§ Description of the task
Only one range belongs in the answer: the line holding "Where can the distant" through the last line of the records, reproduced as is.

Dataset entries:
————

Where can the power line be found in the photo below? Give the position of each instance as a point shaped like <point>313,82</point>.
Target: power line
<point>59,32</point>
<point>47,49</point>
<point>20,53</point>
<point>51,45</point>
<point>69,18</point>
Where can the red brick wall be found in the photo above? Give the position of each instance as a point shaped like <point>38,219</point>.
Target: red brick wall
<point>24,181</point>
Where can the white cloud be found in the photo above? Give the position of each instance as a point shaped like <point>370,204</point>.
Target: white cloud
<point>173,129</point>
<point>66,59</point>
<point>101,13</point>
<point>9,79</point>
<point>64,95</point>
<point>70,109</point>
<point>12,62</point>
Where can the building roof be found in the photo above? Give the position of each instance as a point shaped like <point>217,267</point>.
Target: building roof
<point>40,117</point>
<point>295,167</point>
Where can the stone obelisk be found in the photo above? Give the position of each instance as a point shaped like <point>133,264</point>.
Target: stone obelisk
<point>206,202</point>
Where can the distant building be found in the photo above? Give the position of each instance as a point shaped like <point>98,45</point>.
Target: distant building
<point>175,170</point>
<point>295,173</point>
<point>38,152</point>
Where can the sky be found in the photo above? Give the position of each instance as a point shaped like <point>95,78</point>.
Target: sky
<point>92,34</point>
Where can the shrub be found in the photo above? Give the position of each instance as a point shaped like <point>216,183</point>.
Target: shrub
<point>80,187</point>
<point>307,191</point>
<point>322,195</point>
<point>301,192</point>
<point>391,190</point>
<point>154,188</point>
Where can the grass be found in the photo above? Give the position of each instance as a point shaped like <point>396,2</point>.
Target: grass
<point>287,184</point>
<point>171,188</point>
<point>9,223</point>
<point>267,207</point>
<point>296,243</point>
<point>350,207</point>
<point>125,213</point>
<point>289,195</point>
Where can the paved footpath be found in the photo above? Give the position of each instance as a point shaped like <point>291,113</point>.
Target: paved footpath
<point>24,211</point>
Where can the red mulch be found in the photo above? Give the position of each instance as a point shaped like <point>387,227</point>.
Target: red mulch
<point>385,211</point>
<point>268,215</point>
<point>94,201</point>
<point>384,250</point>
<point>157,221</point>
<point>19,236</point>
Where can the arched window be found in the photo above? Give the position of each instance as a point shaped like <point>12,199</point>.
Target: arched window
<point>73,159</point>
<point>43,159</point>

————

§ Response area
Where can the distant building be found in the photo above? Give the position of each instance as a point shaped like <point>98,45</point>.
Target: distant building
<point>175,170</point>
<point>295,173</point>
<point>38,152</point>
Where can the sky be found in the photo above? Give the position of each instance as a point shaped like <point>95,78</point>.
Target: sky
<point>92,34</point>
Where can the shrub be found in the photo above? Give the position of each instance as a point shaped like <point>216,183</point>.
Target: shrub
<point>80,187</point>
<point>307,191</point>
<point>322,195</point>
<point>301,192</point>
<point>391,190</point>
<point>154,188</point>
Where can the grass be found in the photo above? Give the position of each instance as a point shaped like <point>396,2</point>.
Target: grass
<point>287,184</point>
<point>171,188</point>
<point>9,223</point>
<point>267,207</point>
<point>296,243</point>
<point>350,207</point>
<point>125,213</point>
<point>289,195</point>
Where can the paved footpath be found in the photo above? Give the position of each instance as a point shaped like <point>291,113</point>.
Target: paved footpath
<point>24,211</point>
Where can the red mulch be found in the photo above? Give the position of each instance as a point shaped like <point>387,227</point>.
Target: red mulch
<point>385,211</point>
<point>268,215</point>
<point>94,201</point>
<point>384,250</point>
<point>157,221</point>
<point>19,236</point>
Where can the arched window be found in the photo above? Give the position of each instance as a point shaped like <point>12,199</point>.
Target: arched window
<point>73,159</point>
<point>43,159</point>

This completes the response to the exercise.